[BEGIN Document section]

Preceding a number with escape character '\' produces garbage value Ex:
$a = \12;
print $a;
This code gives below output
SCALAR(0x2001ea8)
and the output changes when I again execute the program.
If I take a value(number) from user when the user gives any input starting with zero, I dont want it to interpret as octal number. So I wanted to escape zero if the number starts with zero.
[In a comment, the OP explained he wants numbers input by the user to be treated as decimal even if they have leading zeroes.]
In numerical literals (code that produces a number), a leading zero tells Perl that the number is in octal.
$ perl -E'say 045'
37
But that does not apply to numification (converting a string to a number).
# "045" is the same as reading 045 from handle or @ARGV.
$ perl -E'say 0+"045"'
45
So you don't have to do anything special. A 045 input by the user means forty-five (not thirty-seven) if you use it as a number.
If for some reason you did need to get rid of the leading zero, you could use
$var =~ s/^0+(?!\z)//;
The (?!\z) makes sure "0" doesn't become "".
It's not a garbage value. You are getting what Perl prints out when it prints a reference.
TYPE(ADDRESS)
It's expected functionality. If you want a \ in your string you'll need to escape it.
$str = "\\12";
Or as Ted Hopp pointed out in the comments with a string literal
$str = '\12';
See the Perl doc for more information.

[END Document section]

■ Directions
[1] Please reproduce the part of the Perl thread starting with "TYPE(ADDRESS)" and going on through "for more information.".
[2] Count the lines in the listing that include the string "glass", and reply with the number alone.
The listing has no connection to the Perl thread.

[BEGIN Record set]

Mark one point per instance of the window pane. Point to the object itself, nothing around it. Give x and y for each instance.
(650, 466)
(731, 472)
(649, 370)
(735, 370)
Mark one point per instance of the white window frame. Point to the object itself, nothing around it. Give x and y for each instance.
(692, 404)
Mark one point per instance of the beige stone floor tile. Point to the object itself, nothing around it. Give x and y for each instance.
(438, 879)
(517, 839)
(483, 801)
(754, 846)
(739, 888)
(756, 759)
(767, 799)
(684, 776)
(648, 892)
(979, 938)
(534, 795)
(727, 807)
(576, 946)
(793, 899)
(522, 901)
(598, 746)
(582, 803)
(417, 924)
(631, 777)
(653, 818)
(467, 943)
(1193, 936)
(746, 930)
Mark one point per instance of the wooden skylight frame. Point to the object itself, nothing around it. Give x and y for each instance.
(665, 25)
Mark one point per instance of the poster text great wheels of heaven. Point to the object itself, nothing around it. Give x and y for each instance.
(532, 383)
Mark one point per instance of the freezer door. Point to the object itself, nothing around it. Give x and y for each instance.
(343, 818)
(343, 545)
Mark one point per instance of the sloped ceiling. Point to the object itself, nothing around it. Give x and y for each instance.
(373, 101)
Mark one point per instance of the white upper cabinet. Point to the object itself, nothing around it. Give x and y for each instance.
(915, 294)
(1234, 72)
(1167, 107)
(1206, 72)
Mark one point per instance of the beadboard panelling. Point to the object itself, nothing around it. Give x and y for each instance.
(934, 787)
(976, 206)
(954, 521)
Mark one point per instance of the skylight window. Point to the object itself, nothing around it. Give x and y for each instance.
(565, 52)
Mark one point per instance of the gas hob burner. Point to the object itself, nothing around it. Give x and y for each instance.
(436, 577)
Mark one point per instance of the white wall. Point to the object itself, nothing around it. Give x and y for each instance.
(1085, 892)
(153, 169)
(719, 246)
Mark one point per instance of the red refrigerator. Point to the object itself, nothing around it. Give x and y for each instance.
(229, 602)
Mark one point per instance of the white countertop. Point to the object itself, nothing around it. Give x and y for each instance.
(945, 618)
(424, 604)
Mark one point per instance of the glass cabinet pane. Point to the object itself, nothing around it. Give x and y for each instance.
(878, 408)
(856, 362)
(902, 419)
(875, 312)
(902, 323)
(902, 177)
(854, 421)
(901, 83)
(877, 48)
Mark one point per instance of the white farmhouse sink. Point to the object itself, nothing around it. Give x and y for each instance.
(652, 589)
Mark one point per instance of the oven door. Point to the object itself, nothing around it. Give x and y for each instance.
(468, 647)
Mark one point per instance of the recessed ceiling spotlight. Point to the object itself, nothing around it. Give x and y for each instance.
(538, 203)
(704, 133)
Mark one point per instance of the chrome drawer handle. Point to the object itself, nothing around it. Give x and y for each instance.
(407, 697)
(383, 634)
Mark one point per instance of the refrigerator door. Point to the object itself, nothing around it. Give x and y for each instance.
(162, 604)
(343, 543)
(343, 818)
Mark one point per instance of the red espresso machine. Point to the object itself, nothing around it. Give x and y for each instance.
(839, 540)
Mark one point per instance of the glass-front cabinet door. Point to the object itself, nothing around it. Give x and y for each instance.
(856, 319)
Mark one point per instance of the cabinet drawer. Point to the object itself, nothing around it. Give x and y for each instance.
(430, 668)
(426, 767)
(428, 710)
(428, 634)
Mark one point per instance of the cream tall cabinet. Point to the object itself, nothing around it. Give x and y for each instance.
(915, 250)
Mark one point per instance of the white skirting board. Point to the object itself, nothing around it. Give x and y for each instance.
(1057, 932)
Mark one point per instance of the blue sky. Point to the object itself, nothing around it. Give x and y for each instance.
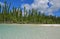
(55, 9)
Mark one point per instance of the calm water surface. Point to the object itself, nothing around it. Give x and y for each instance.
(28, 32)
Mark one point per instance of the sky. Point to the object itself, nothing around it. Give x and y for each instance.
(28, 32)
(50, 7)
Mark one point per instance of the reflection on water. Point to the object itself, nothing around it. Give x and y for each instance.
(29, 32)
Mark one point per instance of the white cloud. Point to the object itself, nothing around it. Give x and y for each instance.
(43, 6)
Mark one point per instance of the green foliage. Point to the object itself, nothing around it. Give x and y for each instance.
(33, 16)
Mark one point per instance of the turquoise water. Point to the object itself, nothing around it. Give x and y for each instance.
(28, 32)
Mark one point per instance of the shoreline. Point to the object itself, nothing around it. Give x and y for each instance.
(33, 24)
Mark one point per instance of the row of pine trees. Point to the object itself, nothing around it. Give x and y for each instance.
(15, 15)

[END Record set]

■ Problem solutions
[1]
TYPE(ADDRESS)
It's expected functionality. If you want a \ in your string you'll need to escape it.
$str = "\\12";
Or as Ted Hopp pointed out in the comments with a string literal
$str = '\12';
See the Perl doc for more information.

[2] 2